_Daftar Tugas_.
a - Kembalikan seluruh bagian teks tentang penalaran dari "penalaran lainnya yang" sampai ke "berdasarkan langkah-langkah tertentu." tanpa mengubah apa pun.
b - Menurut teks tentang penalaran, apa hakikat analisis?
c - Perpanjang teks tentang penalaran dengan melanjutkannya setelah kalimat terakhir yang tercantum.

_Kutipan Teks_.
Ciri yang kedua dari penalaran adalah sifat analitik dari proses berpikirnya. Penalaran merupakan

suatu kegiatan berpikir yang menyandarkan diri kepada suatu analisis dan kerangka berpikir yang

dipergunakan untuk analisis tersebut adalah logika penalaran yang bersangkutan. Artinya penalaran

ilmiah merupakan suatu kegiatan analisis yang mempergunakan logika ilmiah, dan demikian juga

penalaran lainnya yang mempergunakan logikanya tersendiri pula. Sifat analitik ini, kalau kita kaji

lebih jauh, merupakan konsekuensi dari adanya suatu pola berpikir tertentu. Tanpa adanya pola

berpikir tersebut maka tidak akan ada kegiatan analisis, sebab analisis pada hakikatnya merupakan

suatu kegiatan berpikir berdasarkan langkah-langkah tertentu.

_Data yang Disediakan_.

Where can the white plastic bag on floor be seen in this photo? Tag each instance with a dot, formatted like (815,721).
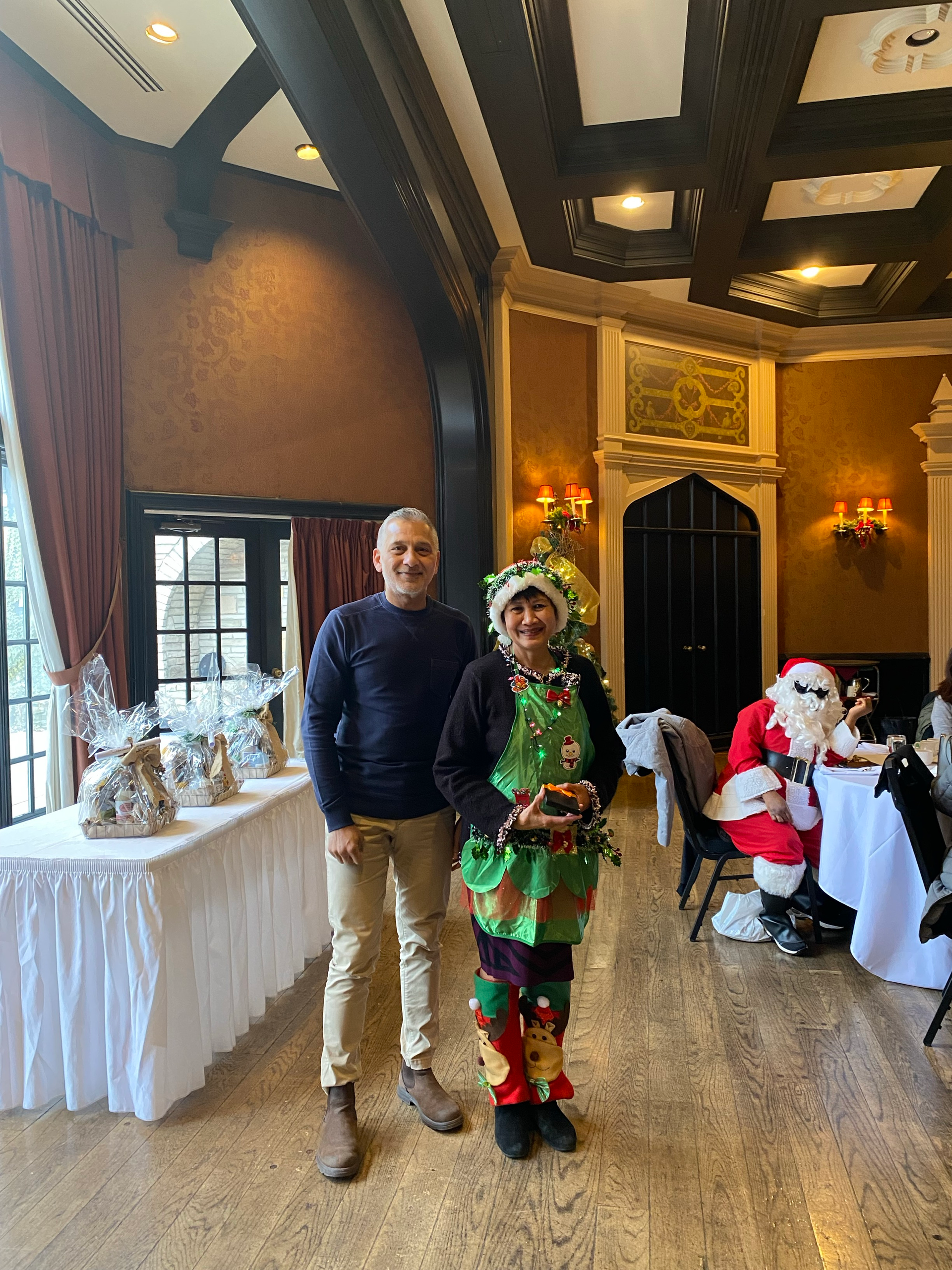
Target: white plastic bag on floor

_Jawaban Soal_.
a -
penalaran lainnya yang mempergunakan logikanya tersendiri pula. Sifat analitik ini, kalau kita kaji

lebih jauh, merupakan konsekuensi dari adanya suatu pola berpikir tertentu. Tanpa adanya pola

berpikir tersebut maka tidak akan ada kegiatan analisis, sebab analisis pada hakikatnya merupakan

suatu kegiatan berpikir berdasarkan langkah-langkah tertentu.

b - Analisis pada hakikatnya merupakan suatu kegiatan berpikir berdasarkan langkah-langkah tertentu.

c -
Seperti kita sebutkan terdahulu tidak semua kegiatan berpikir mendasarkan diri pada penalaran.

Berdasarkan kriteria penalaran tersebut di atas maka dapat kita katakan bahwa tidak semua kegiatan

berpikir bersifat logis dan analitis. Atau lebih jauh dapat kita simpulkan: cara berpikir yang tidak

termasuk ke dalam penalaran bersifat logis dan tidak analitik. Dengan demikian maka kita dapat

membedakan secara garis besar ciri-ciri berpikir menurut penalaran dan berpikir yang bukan

berdasarkan penalaran.

Perasaan merupakan suatu penarikan kesimpulan yang tidak berdasarkan penalaran. Kegiatan berpikir

juga ada yang tidak berdasarkan penalaran umpamanya intuisi. Intuisi merupakan suatu kegiatan

berpikir non-analitik yang tidak mendasarkan diri kepada suatu pola berpikir tertentu. Berpikir intuitif

ini memegang peranan yang penting dalam masyarakat yang berpikir non-analitik, yang kemudian

sering bergalau dengan perasaan. Jadi secara luas dapat kita katakan bahwa cara berpikir masyarakat

dapat dikategorikan kepada cara berpikir non-analitik yang berupa intuisi dan perasaan.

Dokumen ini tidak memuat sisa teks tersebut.